Exercise inputs -
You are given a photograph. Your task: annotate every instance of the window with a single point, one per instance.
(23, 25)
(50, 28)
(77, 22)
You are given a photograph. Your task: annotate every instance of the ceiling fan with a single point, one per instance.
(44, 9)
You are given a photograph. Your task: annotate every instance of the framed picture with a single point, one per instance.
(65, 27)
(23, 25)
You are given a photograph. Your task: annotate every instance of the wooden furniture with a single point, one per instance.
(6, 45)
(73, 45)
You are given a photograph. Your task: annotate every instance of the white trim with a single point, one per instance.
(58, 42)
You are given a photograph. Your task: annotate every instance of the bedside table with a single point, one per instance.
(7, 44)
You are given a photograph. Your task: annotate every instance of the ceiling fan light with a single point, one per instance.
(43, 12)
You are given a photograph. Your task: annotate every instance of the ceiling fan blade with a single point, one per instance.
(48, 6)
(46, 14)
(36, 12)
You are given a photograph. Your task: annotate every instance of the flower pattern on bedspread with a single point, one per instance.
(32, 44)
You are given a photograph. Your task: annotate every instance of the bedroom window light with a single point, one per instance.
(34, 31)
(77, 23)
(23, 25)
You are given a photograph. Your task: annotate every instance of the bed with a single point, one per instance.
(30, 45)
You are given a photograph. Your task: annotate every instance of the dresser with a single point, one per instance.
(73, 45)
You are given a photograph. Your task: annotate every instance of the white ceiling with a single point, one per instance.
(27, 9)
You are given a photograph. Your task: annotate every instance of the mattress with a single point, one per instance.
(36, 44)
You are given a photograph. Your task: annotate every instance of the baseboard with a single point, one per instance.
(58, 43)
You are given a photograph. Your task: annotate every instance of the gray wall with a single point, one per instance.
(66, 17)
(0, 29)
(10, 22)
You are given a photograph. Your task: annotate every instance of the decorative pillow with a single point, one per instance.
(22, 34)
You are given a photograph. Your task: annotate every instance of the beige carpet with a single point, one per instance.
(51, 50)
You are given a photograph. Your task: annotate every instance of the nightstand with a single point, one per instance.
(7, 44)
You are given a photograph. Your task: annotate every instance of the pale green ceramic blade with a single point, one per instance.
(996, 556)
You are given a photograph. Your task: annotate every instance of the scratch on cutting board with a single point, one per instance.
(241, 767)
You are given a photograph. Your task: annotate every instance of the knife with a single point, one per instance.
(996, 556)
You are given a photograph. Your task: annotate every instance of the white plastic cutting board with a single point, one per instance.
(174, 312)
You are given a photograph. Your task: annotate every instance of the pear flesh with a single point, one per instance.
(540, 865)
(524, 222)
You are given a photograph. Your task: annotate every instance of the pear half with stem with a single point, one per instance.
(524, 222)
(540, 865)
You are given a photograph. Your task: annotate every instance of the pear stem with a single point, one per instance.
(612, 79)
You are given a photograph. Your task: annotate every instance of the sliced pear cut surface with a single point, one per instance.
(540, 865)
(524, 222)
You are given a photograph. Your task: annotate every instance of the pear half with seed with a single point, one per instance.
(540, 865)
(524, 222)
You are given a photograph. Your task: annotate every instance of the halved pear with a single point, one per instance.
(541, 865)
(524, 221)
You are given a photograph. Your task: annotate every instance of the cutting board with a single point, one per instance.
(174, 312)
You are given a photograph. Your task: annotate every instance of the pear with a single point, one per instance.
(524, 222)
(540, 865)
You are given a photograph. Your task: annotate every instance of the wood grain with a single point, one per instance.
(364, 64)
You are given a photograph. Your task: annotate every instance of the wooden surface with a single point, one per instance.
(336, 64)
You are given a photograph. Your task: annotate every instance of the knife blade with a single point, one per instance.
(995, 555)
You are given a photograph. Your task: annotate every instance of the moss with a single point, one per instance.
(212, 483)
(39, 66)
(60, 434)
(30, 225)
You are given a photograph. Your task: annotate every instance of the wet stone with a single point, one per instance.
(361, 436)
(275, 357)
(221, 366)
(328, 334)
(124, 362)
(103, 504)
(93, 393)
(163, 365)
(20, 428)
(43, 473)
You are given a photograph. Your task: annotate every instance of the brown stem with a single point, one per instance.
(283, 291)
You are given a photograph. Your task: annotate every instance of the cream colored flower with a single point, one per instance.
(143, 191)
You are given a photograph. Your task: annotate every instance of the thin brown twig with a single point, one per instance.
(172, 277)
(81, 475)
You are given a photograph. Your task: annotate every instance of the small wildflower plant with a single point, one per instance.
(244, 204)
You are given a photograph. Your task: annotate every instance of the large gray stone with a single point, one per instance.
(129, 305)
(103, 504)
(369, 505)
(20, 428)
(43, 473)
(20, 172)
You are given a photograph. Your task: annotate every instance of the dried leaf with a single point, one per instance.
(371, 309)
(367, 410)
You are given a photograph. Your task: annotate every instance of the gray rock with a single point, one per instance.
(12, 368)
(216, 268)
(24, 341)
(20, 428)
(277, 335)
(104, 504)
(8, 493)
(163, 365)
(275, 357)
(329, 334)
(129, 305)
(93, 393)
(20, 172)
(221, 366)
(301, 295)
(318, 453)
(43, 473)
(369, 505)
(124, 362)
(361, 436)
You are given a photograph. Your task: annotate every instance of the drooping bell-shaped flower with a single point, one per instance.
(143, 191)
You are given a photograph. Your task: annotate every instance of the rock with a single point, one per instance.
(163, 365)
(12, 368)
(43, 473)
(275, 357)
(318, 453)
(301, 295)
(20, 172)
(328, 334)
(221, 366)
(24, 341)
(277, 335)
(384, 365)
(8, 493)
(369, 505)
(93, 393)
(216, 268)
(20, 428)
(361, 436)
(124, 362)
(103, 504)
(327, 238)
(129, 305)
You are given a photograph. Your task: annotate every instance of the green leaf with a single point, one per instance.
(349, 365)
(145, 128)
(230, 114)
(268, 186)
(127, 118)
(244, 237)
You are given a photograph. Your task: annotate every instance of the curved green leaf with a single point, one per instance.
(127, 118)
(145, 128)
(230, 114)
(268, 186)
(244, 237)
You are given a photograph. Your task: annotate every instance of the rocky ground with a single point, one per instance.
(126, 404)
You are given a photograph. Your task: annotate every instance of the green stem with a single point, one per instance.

Task details -
Repeat the line containing "of the drooping" and all subsequent lines through the final line of the data, exactly and with no others.

Answer to this exercise -
You are given a photograph. Your task: annotate every instance of the drooping bell-shaped flower with a single point, one per instance.
(143, 191)
You are given a photograph. Your task: annotate every instance of the rock with a single point, one per instance.
(163, 365)
(12, 368)
(43, 473)
(275, 357)
(318, 453)
(301, 295)
(20, 172)
(328, 334)
(221, 366)
(24, 341)
(277, 335)
(384, 365)
(8, 493)
(369, 505)
(93, 393)
(216, 268)
(20, 428)
(361, 436)
(124, 362)
(103, 504)
(327, 238)
(129, 305)
You are given a photograph. Your task: annotate every instance of the green leaf with a single point, one per instance.
(349, 365)
(145, 128)
(230, 114)
(268, 186)
(127, 118)
(244, 237)
You are given a photograph. Your task: annotate every instance of the curved green leaf with a single point, one per instance.
(127, 118)
(145, 128)
(230, 114)
(268, 186)
(244, 237)
You are given a photograph. Your task: annotate every instance of the rocky ground with a single point, one per instance.
(126, 404)
You are given a photograph. Your task: annotate every instance of the green stem with a single point, one per instance.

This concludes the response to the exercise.